_Exercise details_.
Would you give the entries again word for word, with no pictures in the copy?

─── Supplied records ───

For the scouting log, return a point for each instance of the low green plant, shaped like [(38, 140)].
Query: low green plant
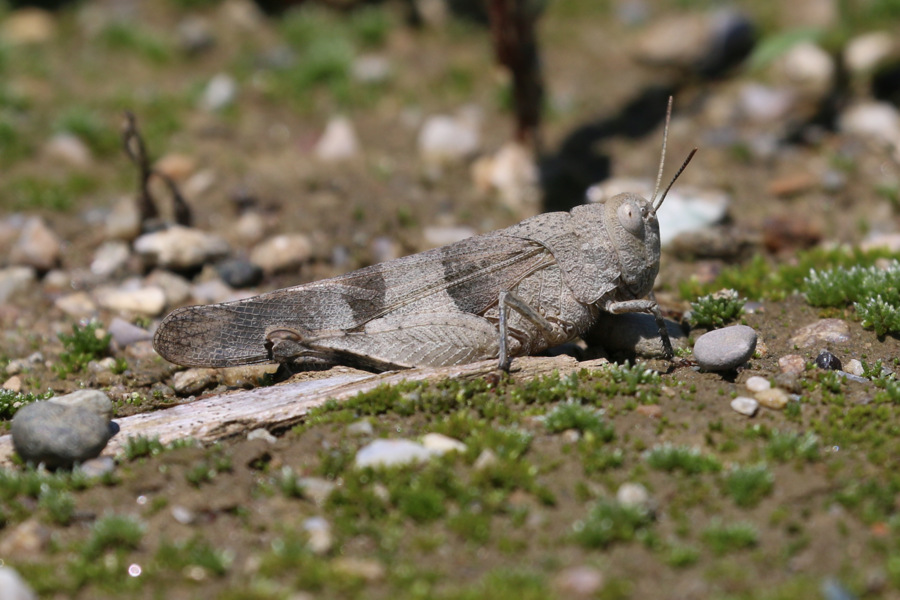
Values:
[(609, 522), (113, 532), (874, 293), (724, 538), (788, 445), (571, 415), (81, 347), (717, 310), (687, 459), (11, 402), (747, 485)]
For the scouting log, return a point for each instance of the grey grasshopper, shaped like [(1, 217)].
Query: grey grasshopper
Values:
[(512, 292)]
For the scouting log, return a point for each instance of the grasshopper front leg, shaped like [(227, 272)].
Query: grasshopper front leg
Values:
[(509, 300), (646, 306)]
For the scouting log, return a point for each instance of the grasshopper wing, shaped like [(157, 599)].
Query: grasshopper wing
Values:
[(463, 277)]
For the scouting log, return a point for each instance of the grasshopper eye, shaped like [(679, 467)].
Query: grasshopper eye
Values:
[(630, 218)]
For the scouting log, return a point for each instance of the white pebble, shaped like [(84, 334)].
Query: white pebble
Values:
[(758, 384), (745, 406)]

───

_Written answer_.
For the scouting log, return a point for each instance of the low green plant, shaped like [(38, 140)].
Query: low green plant
Values:
[(609, 522), (113, 532), (874, 293), (724, 538), (788, 445), (571, 415), (81, 347), (717, 310), (687, 459), (11, 402), (747, 485)]
For the scouting log, return a point for each instance of the grey grasshopper, shaped like [(1, 217)].
Query: grey grasshopper
Values:
[(512, 292)]
For the scouting log, return a point for each instance of the grasshopper front leg, shaped like [(227, 272)].
Query: grasshopper front leg
Values:
[(509, 300), (646, 306)]
For the scouting log, return a point for each instance of the grasshopper wing, shaped like [(157, 599)].
Query: grasshopper wing
Values:
[(463, 277)]
For the scouting log, return a point for each instance of the grasshopper eye, shaped like [(679, 467)].
Query: grasshopper eye
Values:
[(630, 218)]
For the scouting log, return a point for each instance of the white pebble, shaped like [(84, 334)].
Query: white pebble
Values:
[(758, 384), (745, 406)]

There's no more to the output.